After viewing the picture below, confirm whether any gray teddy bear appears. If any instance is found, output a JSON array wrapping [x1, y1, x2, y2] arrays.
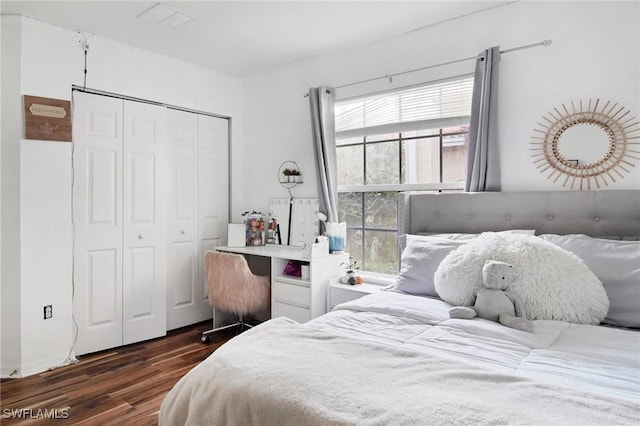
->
[[449, 260, 533, 332]]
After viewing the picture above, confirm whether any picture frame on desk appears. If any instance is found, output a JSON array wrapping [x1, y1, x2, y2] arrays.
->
[[227, 223, 247, 247]]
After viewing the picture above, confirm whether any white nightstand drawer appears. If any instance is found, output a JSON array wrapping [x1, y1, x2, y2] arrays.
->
[[271, 281, 311, 307], [271, 301, 311, 322]]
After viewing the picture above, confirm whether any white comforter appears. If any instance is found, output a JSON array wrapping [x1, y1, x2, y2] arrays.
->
[[159, 292, 640, 425]]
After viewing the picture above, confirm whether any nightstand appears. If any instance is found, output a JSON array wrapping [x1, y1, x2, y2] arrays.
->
[[327, 279, 384, 312]]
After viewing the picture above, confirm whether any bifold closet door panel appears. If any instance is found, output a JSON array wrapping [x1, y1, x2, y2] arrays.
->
[[122, 101, 167, 345], [167, 109, 199, 330], [73, 92, 123, 355], [198, 115, 229, 321]]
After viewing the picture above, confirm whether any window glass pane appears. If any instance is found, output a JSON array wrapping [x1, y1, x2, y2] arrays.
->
[[368, 142, 400, 185], [346, 228, 365, 269], [442, 141, 468, 182], [362, 230, 398, 274], [364, 192, 398, 230], [367, 133, 399, 142], [338, 192, 362, 227], [334, 100, 364, 129], [335, 76, 473, 132], [336, 145, 364, 185], [336, 137, 364, 146], [402, 137, 440, 183], [402, 129, 440, 139]]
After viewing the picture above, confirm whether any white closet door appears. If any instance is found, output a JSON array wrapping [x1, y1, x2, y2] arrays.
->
[[122, 101, 167, 345], [73, 92, 123, 355], [198, 115, 229, 321], [167, 110, 200, 330]]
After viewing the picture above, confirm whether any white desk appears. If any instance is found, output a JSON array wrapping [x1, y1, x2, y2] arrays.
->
[[216, 245, 349, 322]]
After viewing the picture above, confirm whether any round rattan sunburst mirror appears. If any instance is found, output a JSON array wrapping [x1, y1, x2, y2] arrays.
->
[[531, 99, 640, 190]]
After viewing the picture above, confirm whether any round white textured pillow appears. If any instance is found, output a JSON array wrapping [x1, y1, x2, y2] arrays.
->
[[434, 232, 609, 324]]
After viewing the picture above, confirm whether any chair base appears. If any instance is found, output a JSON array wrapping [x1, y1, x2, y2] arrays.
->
[[200, 318, 253, 343]]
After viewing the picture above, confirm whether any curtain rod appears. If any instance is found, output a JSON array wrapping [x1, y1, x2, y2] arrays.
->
[[304, 39, 552, 98]]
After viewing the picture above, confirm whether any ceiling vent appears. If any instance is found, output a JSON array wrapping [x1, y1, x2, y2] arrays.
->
[[136, 3, 193, 28]]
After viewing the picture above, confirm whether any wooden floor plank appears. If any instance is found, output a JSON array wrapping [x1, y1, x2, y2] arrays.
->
[[0, 321, 234, 426]]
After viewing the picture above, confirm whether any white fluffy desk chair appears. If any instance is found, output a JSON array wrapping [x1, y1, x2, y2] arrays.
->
[[202, 251, 271, 343]]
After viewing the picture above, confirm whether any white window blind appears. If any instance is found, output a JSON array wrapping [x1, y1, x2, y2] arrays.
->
[[335, 75, 473, 139]]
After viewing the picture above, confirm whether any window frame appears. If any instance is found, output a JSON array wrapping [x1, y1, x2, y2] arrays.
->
[[336, 74, 473, 276]]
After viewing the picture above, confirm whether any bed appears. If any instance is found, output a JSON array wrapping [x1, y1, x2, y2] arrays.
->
[[159, 190, 640, 425]]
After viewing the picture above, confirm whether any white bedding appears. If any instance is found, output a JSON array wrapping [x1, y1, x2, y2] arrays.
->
[[159, 292, 640, 425]]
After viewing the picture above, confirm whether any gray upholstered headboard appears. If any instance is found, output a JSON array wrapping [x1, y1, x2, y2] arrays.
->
[[398, 190, 640, 237]]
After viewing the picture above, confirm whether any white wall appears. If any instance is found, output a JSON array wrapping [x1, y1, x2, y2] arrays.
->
[[241, 1, 640, 215], [0, 15, 22, 377], [2, 16, 243, 376]]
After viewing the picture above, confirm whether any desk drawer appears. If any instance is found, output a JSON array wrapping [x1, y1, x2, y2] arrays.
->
[[271, 281, 311, 308], [271, 301, 311, 323]]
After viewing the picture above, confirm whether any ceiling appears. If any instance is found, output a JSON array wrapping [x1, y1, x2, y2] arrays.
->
[[0, 0, 512, 77]]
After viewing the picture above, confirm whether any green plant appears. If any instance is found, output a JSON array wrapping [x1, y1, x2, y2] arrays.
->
[[340, 256, 360, 273]]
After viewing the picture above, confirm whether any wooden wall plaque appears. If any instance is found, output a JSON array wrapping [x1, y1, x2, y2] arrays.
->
[[23, 95, 71, 142]]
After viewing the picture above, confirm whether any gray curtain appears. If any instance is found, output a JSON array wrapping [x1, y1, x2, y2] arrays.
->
[[464, 47, 500, 192], [309, 87, 338, 222]]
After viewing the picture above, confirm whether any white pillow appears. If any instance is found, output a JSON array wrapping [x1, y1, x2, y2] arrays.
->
[[540, 234, 640, 328], [434, 232, 609, 324], [391, 235, 466, 297], [391, 229, 536, 297]]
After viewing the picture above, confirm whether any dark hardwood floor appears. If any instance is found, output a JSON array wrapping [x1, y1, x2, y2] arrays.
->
[[0, 321, 235, 426]]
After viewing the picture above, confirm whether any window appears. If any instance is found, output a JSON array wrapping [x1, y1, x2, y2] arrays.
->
[[335, 75, 473, 274]]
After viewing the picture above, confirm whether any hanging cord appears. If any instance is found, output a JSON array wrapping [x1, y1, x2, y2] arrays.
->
[[62, 91, 79, 365], [78, 31, 89, 90]]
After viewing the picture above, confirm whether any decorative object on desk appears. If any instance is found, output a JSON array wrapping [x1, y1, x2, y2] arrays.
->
[[268, 198, 319, 247], [227, 223, 247, 247], [316, 212, 327, 235], [340, 256, 363, 285], [531, 99, 640, 190], [267, 217, 282, 244], [311, 236, 329, 257], [327, 222, 347, 253], [278, 160, 302, 198], [282, 260, 302, 277], [242, 210, 267, 246]]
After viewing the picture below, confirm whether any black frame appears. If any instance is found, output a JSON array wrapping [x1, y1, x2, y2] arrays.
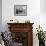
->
[[14, 5, 27, 16]]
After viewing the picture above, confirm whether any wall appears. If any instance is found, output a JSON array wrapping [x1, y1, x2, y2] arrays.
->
[[0, 0, 2, 31], [2, 0, 40, 46]]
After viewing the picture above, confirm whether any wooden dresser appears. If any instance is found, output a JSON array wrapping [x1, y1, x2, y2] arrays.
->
[[7, 23, 33, 46]]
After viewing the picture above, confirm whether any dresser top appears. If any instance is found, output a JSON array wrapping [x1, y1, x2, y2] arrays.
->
[[7, 23, 34, 25]]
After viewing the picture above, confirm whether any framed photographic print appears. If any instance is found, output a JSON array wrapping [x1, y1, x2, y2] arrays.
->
[[14, 5, 27, 16]]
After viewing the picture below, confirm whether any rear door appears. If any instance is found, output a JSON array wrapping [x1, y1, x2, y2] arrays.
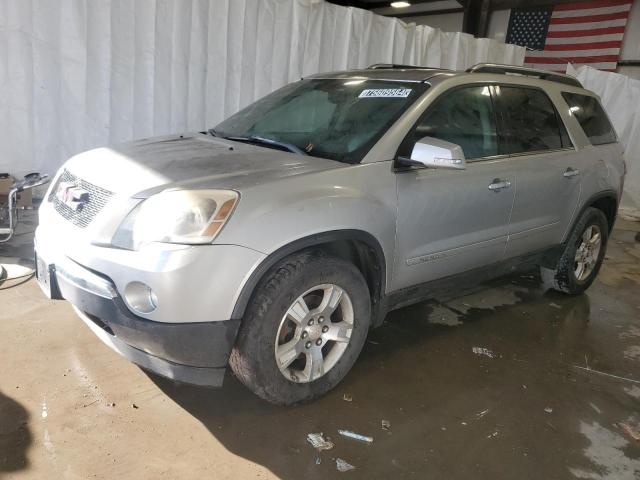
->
[[495, 85, 581, 258], [392, 85, 516, 289]]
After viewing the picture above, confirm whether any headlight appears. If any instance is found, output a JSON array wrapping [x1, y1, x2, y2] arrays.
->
[[111, 190, 239, 250]]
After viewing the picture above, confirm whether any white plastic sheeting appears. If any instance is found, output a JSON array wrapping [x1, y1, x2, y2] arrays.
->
[[0, 0, 524, 174], [567, 65, 640, 219]]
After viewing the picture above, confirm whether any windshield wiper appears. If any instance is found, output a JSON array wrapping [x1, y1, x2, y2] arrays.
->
[[222, 134, 308, 155]]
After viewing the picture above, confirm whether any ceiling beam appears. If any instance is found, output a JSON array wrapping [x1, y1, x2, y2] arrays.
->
[[361, 0, 458, 11], [381, 7, 464, 18]]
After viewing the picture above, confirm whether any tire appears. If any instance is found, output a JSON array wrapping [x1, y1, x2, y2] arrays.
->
[[540, 207, 609, 295], [229, 250, 371, 405]]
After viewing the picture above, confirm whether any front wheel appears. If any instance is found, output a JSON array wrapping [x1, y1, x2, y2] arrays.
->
[[229, 251, 370, 405], [540, 207, 609, 295]]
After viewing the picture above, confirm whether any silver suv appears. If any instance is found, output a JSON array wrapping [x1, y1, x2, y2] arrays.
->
[[36, 64, 625, 404]]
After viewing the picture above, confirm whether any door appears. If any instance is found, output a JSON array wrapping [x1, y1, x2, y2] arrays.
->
[[393, 85, 516, 289], [494, 85, 584, 258]]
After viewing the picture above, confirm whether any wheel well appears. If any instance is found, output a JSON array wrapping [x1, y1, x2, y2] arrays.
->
[[312, 240, 384, 307], [232, 230, 386, 326], [589, 196, 618, 231]]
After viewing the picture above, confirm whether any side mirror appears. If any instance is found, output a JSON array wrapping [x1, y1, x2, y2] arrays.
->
[[398, 137, 466, 170]]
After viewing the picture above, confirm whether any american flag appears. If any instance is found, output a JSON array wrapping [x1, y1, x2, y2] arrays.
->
[[506, 0, 632, 72]]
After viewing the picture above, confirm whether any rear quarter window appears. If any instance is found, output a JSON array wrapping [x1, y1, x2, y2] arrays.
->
[[562, 92, 618, 145]]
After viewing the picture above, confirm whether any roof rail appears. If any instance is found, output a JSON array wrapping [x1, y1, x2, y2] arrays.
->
[[367, 63, 446, 70], [467, 63, 583, 88]]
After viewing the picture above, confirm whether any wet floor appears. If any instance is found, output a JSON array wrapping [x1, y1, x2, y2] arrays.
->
[[0, 215, 640, 479]]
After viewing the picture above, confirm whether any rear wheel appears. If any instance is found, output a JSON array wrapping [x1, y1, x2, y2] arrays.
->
[[229, 251, 370, 405], [540, 207, 609, 295]]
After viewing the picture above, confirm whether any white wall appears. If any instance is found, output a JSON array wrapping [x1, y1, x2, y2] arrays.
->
[[0, 0, 524, 175], [403, 13, 464, 32], [487, 9, 511, 42], [618, 0, 640, 79]]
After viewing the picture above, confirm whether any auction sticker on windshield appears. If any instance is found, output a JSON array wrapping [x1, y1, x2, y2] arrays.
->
[[358, 88, 411, 98]]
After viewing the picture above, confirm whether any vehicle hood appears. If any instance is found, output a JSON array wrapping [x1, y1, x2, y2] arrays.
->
[[64, 133, 347, 198]]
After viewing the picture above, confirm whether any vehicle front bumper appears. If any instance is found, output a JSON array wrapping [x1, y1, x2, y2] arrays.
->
[[36, 225, 264, 387]]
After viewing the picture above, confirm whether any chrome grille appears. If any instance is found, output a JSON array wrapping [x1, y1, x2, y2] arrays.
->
[[49, 170, 113, 228]]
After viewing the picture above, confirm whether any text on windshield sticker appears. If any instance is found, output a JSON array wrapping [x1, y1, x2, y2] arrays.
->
[[358, 88, 411, 98]]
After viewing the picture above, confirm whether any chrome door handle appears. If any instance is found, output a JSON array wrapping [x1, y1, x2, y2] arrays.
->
[[489, 178, 511, 193], [562, 167, 580, 178]]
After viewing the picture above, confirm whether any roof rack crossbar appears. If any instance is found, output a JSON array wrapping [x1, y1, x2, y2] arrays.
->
[[367, 63, 444, 70], [467, 63, 582, 88]]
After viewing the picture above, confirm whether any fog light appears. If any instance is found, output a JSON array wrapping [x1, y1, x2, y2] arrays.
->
[[124, 282, 158, 313]]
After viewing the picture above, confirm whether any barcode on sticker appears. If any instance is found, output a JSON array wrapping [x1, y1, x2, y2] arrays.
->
[[358, 88, 411, 98]]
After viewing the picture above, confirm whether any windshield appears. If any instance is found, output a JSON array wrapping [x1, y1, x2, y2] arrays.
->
[[212, 79, 427, 163]]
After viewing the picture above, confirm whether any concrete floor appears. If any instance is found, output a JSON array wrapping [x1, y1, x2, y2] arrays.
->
[[0, 211, 640, 479]]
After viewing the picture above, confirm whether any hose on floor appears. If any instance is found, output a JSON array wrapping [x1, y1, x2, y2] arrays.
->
[[0, 264, 36, 290]]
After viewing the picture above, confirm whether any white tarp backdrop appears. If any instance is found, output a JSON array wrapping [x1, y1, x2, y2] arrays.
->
[[567, 65, 640, 219], [0, 0, 524, 174]]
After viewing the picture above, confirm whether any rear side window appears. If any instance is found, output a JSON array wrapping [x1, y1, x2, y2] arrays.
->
[[496, 86, 570, 154], [562, 92, 617, 145], [400, 86, 498, 159]]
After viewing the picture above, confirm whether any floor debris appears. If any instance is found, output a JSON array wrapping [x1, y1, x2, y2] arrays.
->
[[471, 347, 496, 358], [338, 430, 373, 443], [573, 365, 640, 385], [476, 408, 489, 420], [307, 432, 333, 450], [618, 423, 640, 442], [336, 458, 356, 472]]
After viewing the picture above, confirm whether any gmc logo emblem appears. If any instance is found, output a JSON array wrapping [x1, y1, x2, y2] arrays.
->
[[56, 182, 89, 212]]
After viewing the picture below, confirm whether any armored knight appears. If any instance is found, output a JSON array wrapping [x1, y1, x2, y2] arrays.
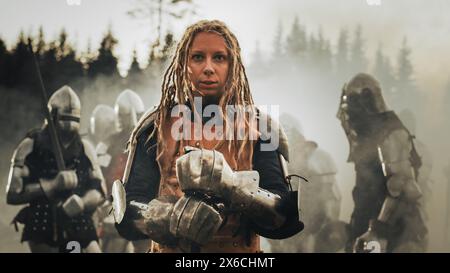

**Objective**
Duplicate the material from its start through the line that contains "[[216, 245, 349, 322]]", including both ends, and leave the pictures out of your answer.

**Output for this task**
After viewing the picture below, confirm whether any gray teddy bear appears. If any instance is found, output a JSON array wrapping [x1, y1, x2, y2] arrays.
->
[[449, 260, 533, 332]]
After viewing the picture above, confirm whether any picture frame on desk appears. If any instance is found, output a JSON array wrapping [x1, y1, x2, y2] arrays.
->
[[227, 223, 247, 247]]
After viewing the picture above, confirm whether any white nightstand drawer appears. If any instance is found, output a JSON array wrapping [x1, y1, x2, y2] arrays.
->
[[271, 281, 311, 307], [271, 301, 311, 322]]
After viewing the picture above, confirm whether any white comforter appears. If any instance is found, output a JSON array wrapping [x1, y1, x2, y2] arrays.
->
[[159, 292, 640, 425]]
After viewing the picture above, confirm whether any nightstand appears. If any instance is found, output a JSON array wrapping [x1, y1, x2, y2] arrays.
->
[[327, 279, 384, 312]]
After viewing the picture above, confirm whether any bifold closet door panel appears. If any instance is found, output a JSON array wrapping [x1, y1, x2, y2] arrays.
->
[[122, 101, 167, 345], [167, 109, 199, 330], [73, 92, 123, 355], [198, 115, 229, 321]]
After viewing the picture above, confirm whether any window glass pane appears. If any instance is found, output a JSON array wrapping [x1, y1, x2, y2] arrays.
->
[[368, 142, 400, 185], [346, 228, 365, 269], [442, 141, 468, 182], [362, 230, 398, 274], [364, 192, 398, 230], [367, 133, 399, 142], [338, 192, 362, 227], [334, 100, 364, 129], [335, 76, 473, 132], [336, 145, 364, 185], [336, 137, 364, 146], [402, 137, 440, 183], [402, 129, 440, 139]]
After viewing the picture above, confirm whether any white closet door appears. If any instance is found, output a JSON array wrapping [x1, y1, x2, y2] arrays.
->
[[122, 101, 167, 345], [73, 92, 123, 355], [198, 115, 229, 321], [167, 110, 200, 330]]
After viewing the picture above, confirm whether any white desk appears. If any instance is found, output a JSON array wrapping [x1, y1, x2, y2] arrays.
->
[[216, 245, 349, 322]]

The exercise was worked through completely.